Source document:
══════════

Question

The de-Broglie wavelength of neutrons in thermal equilibrium at temperature $T$ is

• A. $\frac{25 .2}{\sqrt{T}}\overset{^\circ }{A}$
• B. $\frac{0 . 308}{\sqrt{T}}\overset{^\circ }{A}$
• C. $\frac{0 . 025}{\sqrt{T}}\overset{^\circ }{A}$
• D. $\frac{0 . 25}{\sqrt{T}}\overset{^\circ }{A}$

Answer 1

Answer: (A)

Since, we know de-Broglie wavelength,
$\lambda =\frac{h}{p}$
And $p=\sqrt{2 m_{p} K E}$
$=\sqrt{2 m_{p} \frac{3 k}{2} \cdot T} & \left[\because K E = \frac{3 k}{2} \cdot T\right]$
$=\sqrt{3 m_{p} k T}$
So, $\lambda =\frac{h}{\sqrt{3 m_{p} k T}}$
Putting the given values, we get
$\therefore \, \, \lambda =\frac{6.63 \times 10^{- 34}}{\sqrt{3 \times 1.67 \times 10^{- 27} \times 1.38 \times 10^{- 23} \times T}}$
$=\frac{2.52}{\sqrt{T}}\times 10^{- 9}m$
or $\lambda $ $=\frac{25.2}{\sqrt{T}}\times 10^{- 10}m$
$\therefore \, \, \lambda =$ $\frac{25.2}{\sqrt{T}}\overset{^\circ }{A}$

══════════

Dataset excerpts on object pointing
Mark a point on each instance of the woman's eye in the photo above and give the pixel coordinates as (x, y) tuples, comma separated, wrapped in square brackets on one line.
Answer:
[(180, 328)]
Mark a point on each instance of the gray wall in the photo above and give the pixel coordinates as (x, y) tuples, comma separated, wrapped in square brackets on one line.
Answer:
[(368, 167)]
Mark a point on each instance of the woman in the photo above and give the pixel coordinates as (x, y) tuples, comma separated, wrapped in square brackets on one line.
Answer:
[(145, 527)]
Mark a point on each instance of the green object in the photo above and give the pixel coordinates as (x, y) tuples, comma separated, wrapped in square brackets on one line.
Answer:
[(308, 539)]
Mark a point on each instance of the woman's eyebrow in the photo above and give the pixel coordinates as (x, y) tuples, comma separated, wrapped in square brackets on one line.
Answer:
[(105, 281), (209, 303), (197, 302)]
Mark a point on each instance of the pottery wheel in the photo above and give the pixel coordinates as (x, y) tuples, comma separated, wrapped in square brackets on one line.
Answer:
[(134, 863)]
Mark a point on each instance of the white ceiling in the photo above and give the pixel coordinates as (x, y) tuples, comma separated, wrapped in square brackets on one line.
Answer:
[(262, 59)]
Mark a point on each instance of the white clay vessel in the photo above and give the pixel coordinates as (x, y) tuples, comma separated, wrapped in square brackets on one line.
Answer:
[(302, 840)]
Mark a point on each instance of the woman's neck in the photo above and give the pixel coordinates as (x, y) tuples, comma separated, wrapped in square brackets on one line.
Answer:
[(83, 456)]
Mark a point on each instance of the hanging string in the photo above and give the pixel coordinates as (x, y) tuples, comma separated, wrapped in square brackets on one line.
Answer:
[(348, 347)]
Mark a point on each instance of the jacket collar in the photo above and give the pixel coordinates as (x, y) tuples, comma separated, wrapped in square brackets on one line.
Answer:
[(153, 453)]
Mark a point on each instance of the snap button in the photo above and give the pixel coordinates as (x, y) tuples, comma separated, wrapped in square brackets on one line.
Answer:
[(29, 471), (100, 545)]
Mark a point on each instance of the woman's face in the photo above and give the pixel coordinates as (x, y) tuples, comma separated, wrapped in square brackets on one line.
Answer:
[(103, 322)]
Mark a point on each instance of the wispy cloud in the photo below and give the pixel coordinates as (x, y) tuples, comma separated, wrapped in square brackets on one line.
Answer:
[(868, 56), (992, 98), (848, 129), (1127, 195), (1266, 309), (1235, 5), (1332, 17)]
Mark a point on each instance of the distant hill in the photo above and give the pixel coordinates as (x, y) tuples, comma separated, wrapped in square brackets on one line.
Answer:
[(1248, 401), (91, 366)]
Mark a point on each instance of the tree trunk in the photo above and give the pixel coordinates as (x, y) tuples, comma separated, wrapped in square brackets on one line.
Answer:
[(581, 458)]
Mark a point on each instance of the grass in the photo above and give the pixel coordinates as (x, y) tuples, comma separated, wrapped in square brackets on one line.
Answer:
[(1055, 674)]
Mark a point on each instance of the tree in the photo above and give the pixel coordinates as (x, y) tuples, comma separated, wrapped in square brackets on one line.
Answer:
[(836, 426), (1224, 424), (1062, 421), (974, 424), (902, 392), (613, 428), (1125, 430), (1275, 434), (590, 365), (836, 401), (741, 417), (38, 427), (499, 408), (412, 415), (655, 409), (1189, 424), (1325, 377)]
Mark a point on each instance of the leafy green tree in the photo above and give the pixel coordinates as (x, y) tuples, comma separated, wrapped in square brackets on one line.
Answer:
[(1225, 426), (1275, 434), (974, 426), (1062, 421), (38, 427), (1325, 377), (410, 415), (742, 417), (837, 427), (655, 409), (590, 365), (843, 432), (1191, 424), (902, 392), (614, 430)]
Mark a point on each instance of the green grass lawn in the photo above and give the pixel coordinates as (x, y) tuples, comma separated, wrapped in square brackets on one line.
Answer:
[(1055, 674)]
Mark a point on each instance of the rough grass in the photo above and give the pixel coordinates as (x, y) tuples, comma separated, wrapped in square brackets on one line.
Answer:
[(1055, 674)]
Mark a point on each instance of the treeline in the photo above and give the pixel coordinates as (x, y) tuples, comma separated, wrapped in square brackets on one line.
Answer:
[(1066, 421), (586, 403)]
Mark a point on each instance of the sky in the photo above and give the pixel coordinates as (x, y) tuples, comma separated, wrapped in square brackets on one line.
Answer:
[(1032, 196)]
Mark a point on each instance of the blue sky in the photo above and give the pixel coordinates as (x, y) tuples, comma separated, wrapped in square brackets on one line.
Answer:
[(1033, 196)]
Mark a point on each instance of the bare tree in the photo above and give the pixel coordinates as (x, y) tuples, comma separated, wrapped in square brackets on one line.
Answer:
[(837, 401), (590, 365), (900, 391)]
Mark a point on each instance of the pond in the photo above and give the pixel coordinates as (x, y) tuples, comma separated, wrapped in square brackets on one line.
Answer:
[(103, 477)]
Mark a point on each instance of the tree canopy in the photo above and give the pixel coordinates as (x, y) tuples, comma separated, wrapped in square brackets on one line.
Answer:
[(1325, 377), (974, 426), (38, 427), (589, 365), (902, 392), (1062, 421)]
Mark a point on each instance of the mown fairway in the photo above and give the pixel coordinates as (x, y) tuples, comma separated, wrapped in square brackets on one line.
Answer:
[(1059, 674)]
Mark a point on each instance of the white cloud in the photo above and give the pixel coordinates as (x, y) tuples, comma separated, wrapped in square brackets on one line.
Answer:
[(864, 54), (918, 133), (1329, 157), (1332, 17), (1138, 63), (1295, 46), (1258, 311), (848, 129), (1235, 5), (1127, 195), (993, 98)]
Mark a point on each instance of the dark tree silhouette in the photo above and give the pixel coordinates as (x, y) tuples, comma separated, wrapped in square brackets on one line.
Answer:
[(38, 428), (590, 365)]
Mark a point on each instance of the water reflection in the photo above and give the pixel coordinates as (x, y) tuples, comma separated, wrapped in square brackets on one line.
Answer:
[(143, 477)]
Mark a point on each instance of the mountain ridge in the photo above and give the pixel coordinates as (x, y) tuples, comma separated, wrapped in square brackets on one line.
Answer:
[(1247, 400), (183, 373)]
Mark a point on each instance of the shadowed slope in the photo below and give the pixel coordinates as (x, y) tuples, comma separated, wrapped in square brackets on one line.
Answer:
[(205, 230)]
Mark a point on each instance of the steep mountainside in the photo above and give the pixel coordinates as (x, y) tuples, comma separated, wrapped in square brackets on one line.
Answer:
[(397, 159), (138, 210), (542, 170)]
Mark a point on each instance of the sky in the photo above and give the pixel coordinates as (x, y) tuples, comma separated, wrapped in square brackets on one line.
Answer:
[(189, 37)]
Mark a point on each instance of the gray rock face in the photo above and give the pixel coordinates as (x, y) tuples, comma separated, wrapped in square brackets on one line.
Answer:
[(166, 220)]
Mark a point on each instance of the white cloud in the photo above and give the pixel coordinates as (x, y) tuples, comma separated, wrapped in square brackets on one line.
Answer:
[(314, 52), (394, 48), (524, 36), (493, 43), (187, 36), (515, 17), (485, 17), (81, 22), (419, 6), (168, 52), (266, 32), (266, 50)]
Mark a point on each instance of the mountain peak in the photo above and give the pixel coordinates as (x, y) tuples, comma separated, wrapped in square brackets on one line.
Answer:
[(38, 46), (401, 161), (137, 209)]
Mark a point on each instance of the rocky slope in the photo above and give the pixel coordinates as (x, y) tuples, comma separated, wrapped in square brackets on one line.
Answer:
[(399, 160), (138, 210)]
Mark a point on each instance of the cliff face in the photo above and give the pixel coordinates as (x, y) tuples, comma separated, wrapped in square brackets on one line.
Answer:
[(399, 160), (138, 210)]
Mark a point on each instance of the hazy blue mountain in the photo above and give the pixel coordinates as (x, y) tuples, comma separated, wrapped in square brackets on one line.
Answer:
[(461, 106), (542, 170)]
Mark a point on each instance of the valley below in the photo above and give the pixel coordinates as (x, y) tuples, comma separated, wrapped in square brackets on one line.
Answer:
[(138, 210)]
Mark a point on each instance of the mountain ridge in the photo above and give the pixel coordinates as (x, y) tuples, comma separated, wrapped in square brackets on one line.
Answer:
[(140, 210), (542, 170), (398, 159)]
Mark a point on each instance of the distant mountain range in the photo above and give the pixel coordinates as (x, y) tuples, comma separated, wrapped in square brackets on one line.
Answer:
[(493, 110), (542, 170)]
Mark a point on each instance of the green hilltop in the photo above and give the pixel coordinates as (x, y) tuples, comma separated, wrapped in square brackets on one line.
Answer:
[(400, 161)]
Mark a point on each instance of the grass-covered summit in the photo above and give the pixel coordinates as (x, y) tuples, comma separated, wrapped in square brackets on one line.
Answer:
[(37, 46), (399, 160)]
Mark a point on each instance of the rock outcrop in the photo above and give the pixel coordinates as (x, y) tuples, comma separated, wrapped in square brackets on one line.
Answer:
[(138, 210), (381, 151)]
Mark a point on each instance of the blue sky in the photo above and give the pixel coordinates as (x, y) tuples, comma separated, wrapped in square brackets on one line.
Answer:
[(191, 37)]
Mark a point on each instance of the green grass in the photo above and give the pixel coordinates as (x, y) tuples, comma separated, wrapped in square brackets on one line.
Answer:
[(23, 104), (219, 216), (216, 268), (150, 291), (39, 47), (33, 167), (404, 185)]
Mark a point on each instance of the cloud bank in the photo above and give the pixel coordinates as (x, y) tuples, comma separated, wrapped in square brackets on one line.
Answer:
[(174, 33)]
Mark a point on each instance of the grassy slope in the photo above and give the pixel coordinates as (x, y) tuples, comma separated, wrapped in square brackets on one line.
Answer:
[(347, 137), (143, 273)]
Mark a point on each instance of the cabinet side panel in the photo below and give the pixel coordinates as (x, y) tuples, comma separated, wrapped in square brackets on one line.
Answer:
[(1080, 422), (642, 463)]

══════════

Required tasks:
1. Using the neutron wavelength problem, decide whether each statement agrees with it, answering yes or no and quoting the deciding words: (a) the problem concerns neutrons in thermal equilibrium at temperature T; (b) option B is given as the answer; (c) the value substituted for h is 6.63 × 10⁻³⁴.
2. Rewrite the paragraph of the neutron wavelength problem beginning "Since, we know de-Broglie wavelength," as a short list that keeps its main steps and values.
The rows are not required for any of the work requested here.

Responses for each task:
1.
(a) Yes: "neutrons in thermal equilibrium at temperature $T$"
(b) No: "Answer: (A)"
(c) Yes: "6.63 \times 10^{- 34}"

2.
- The de-Broglie wavelength is λ = h/p, with p = √(2 m_p KE).
- Substituting KE = (3k/2)T gives p = √(3 m_p kT), so λ = h/√(3 m_p kT).
- Inserting 6.63 × 10⁻³⁴, 1.67 × 10⁻²⁷ and 1.38 × 10⁻²³ gives λ = (2.52/√T) × 10⁻⁹ m = (25.2/√T) × 10⁻¹⁰ m.
- Therefore λ = 25.2/√T Å.